:: PROBLEM STATEMENT ::
Decide whether each statement below agrees with the review of the Searchers' second LP, answering yes or no and quoting the words of the review that settle it.
1. The Searchers add extra backing vocals to Buddy Holly's 'Don't Cha Know'.
2. Most of the songs on the Searchers' second LP are ballads.
3. The performances on the second LP are more memorable than those on the first.

:: PASSAGE PROVIDED ::
━━━━━━━━━━━━━━━━━━━━
And «sappy» was something that the Searchers really did not want to associate with themselves too much, given that most of the songs on their second LP are still in the rock’n’roll vein. We got us some Buddy Holly, some Carl Perkins, a little Coasters, even a bit of Ronnie Hawkins, and, of course, ‘Some Other Guy’, a song that every British beat band was playing at the time (the Beatles included — you can see them rockin’ it at the Cavern in just about every Beatles documentary). Are the performances adequate? For the most part. Are they particularly outstanding or memorable? Not any more than the first time around. Once again, the Searchers try to prove to us that they are capable of being tough rock’n’rollers, and once again, if there is anything to laud about all these performances, it is only in the sphere of the boys’ vocal harmonies. They stay more coordinated and more in key on ‘Some Other Guy’ than the Beatles on the BBC Sessions (but only because that performance was live — I’m sure that if they did the song in the studio with Martin, the Searchers would be out of a job); they add tons of extra backing vocals to Buddy Holly’s ‘Don’t Cha Know’ (not that the song really needs them, but hey, if you got an advantage, you should use it in any context you can, right?); they throw on a rowdy Isley Brothers-style call-and-response coda to ‘Ain’t That Just Like Me’, making the Coasters’ joke song more anthemic as a result. None of that is particularly necessary, but hey, at least the boys show us that they are working.
━━━━━━━━━━━━━━━━━━━━
:: DATA LISTING ::
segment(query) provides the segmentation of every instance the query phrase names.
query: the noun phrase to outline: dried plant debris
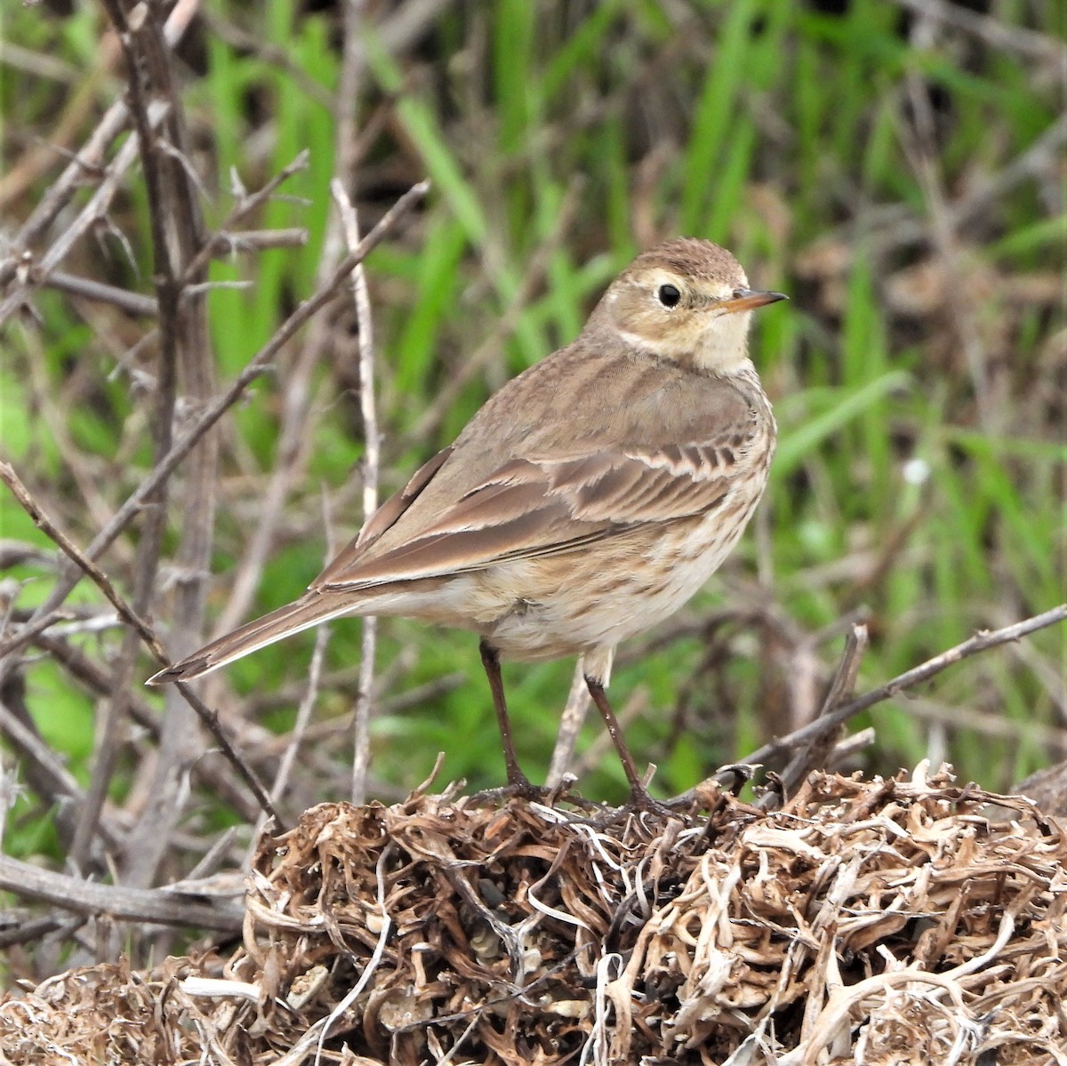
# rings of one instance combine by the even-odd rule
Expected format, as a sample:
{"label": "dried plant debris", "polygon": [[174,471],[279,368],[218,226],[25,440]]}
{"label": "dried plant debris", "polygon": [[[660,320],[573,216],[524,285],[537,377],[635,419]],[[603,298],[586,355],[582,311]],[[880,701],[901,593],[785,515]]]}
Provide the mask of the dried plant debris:
{"label": "dried plant debris", "polygon": [[1067,842],[1022,798],[812,775],[763,813],[325,804],[226,962],[0,1003],[0,1061],[1067,1064]]}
━━━━━━━━━━━━━━━━━━━━
:: SOLVED EXERCISE ::
1. Yes: "they add tons of extra backing vocals to Buddy Holly’s ‘Don’t Cha Know’"
2. No: "most of the songs on their second LP are still in the rock’n’roll vein"
3. No: "Are they particularly outstanding or memorable? Not any more than the first time around."